YOUR ASSIGNMENT: From the records below, please return each line that holds the word "roof".

Point localization data:
______________________________

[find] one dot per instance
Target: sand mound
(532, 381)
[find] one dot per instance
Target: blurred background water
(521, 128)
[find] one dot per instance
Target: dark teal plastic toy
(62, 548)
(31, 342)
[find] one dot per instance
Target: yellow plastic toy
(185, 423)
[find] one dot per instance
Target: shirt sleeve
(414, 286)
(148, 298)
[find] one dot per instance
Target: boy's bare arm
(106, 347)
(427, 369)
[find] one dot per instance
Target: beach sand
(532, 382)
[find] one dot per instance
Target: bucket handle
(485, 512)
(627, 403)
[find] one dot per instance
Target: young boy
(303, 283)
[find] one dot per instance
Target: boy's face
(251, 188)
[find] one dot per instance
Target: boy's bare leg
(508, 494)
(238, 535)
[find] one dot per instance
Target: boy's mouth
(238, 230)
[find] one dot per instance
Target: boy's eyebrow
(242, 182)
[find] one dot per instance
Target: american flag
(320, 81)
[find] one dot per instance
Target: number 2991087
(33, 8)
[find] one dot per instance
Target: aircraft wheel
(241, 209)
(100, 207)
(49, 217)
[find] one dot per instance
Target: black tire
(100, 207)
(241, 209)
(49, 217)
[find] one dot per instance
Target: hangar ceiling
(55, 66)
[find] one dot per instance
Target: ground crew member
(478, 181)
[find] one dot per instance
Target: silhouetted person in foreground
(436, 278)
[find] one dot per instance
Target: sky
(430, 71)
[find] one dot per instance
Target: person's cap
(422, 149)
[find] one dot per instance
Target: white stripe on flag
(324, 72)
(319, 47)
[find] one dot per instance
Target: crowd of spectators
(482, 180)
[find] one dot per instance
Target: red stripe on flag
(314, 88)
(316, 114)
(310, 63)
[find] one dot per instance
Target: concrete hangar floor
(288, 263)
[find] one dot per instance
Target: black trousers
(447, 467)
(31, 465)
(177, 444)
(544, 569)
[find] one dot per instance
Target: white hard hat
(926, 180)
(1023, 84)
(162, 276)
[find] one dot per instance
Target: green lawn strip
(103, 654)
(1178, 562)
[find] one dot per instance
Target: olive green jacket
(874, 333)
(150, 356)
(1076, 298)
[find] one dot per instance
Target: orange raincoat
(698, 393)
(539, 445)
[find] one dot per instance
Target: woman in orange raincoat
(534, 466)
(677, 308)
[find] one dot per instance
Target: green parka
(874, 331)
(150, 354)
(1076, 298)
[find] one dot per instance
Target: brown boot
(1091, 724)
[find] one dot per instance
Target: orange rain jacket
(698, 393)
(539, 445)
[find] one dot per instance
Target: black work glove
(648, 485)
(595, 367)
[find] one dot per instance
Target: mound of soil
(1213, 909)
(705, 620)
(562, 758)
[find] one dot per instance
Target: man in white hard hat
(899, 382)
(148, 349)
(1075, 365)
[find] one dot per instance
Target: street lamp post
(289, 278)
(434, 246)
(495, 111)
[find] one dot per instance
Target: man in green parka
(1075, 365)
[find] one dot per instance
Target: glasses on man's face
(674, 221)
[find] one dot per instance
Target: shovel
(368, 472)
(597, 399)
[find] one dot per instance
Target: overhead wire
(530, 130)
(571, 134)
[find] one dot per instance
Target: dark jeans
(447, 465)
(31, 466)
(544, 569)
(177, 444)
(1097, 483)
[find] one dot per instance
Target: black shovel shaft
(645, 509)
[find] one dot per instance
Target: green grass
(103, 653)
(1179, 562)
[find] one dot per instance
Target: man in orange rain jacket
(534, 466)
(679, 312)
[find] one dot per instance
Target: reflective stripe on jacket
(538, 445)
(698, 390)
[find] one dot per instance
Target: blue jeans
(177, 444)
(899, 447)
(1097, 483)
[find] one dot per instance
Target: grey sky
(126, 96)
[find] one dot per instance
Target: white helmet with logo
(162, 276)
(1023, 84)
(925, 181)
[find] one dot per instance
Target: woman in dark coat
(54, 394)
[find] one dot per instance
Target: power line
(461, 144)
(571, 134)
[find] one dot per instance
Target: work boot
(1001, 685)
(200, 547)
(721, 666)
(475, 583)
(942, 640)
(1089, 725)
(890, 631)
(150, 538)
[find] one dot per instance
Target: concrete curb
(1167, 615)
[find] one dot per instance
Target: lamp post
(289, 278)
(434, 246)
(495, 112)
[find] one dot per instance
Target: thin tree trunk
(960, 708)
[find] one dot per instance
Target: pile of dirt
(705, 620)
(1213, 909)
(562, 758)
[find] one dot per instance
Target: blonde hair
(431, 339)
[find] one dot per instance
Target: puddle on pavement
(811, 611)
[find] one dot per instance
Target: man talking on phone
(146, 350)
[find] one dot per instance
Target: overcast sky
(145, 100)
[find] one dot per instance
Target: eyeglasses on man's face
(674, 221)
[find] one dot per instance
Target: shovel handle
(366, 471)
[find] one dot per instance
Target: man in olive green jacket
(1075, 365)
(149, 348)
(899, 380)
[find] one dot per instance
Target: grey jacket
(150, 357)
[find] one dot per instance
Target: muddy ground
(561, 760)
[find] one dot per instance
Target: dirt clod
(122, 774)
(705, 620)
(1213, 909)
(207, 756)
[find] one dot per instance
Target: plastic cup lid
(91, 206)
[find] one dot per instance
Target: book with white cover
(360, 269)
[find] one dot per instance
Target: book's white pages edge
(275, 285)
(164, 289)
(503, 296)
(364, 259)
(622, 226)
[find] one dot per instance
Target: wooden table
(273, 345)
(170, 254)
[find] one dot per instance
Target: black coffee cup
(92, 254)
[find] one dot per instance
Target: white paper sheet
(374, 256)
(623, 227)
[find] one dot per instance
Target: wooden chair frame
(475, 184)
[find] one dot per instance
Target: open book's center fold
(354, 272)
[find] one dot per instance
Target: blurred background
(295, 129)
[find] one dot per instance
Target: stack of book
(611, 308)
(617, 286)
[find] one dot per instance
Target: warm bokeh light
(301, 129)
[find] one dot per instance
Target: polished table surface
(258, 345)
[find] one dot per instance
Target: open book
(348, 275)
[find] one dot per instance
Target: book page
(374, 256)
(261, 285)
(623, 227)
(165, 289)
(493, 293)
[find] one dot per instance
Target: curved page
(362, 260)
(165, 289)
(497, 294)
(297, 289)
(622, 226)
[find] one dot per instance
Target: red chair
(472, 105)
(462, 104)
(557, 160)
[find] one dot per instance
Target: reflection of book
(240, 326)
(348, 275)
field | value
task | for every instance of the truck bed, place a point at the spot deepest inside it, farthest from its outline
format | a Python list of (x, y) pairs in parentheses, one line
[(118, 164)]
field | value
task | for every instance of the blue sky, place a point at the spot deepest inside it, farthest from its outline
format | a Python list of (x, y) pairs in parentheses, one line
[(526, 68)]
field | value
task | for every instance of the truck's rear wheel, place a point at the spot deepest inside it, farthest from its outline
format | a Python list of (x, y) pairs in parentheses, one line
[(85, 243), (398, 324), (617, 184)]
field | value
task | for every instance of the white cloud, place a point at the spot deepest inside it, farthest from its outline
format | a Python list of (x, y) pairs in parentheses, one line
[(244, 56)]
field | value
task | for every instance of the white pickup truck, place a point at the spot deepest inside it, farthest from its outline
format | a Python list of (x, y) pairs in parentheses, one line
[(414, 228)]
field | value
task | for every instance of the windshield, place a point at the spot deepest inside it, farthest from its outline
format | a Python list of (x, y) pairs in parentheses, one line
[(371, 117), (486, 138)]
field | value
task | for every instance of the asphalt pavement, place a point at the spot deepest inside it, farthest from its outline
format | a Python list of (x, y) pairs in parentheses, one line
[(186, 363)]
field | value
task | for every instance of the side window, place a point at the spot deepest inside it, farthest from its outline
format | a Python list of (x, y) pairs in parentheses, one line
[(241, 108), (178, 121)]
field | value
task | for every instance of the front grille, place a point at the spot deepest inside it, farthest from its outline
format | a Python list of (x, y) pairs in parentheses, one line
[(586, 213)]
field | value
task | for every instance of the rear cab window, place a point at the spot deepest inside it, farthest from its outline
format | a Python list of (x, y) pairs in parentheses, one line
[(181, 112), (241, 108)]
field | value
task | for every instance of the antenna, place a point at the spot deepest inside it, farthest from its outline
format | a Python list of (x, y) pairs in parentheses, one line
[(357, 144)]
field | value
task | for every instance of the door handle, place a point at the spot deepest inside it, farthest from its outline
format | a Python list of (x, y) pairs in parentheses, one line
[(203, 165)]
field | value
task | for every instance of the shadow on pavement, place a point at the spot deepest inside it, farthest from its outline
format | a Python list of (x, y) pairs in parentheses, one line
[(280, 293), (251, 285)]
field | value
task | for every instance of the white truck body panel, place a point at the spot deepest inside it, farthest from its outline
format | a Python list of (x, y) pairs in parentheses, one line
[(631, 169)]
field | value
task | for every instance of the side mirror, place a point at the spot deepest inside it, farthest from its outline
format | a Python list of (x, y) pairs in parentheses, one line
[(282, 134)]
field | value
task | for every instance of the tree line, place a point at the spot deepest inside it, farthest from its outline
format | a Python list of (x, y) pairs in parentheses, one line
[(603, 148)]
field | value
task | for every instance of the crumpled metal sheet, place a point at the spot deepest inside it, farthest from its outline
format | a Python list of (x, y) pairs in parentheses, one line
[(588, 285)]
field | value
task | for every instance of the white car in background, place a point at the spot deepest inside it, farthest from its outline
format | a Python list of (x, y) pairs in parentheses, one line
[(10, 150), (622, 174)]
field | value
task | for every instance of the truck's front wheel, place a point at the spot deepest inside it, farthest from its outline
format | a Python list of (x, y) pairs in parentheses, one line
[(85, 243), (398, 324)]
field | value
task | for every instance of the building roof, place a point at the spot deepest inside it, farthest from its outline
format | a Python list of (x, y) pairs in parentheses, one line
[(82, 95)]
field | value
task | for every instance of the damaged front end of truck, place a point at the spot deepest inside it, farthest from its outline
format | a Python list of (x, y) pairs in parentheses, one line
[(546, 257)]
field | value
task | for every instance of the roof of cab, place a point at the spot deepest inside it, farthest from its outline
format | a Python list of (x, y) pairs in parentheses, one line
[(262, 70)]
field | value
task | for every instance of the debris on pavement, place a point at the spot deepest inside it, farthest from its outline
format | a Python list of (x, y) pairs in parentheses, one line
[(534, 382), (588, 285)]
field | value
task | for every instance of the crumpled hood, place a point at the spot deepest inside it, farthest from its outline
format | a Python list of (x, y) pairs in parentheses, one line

______________________________

THE COMPLETED TASK:
task | for every instance of the building roof, place a point at the spot deepest inside it, farthest from its outline
task | for every instance of the roof of cab, place a point at the spot deepest inside it, farthest from its outline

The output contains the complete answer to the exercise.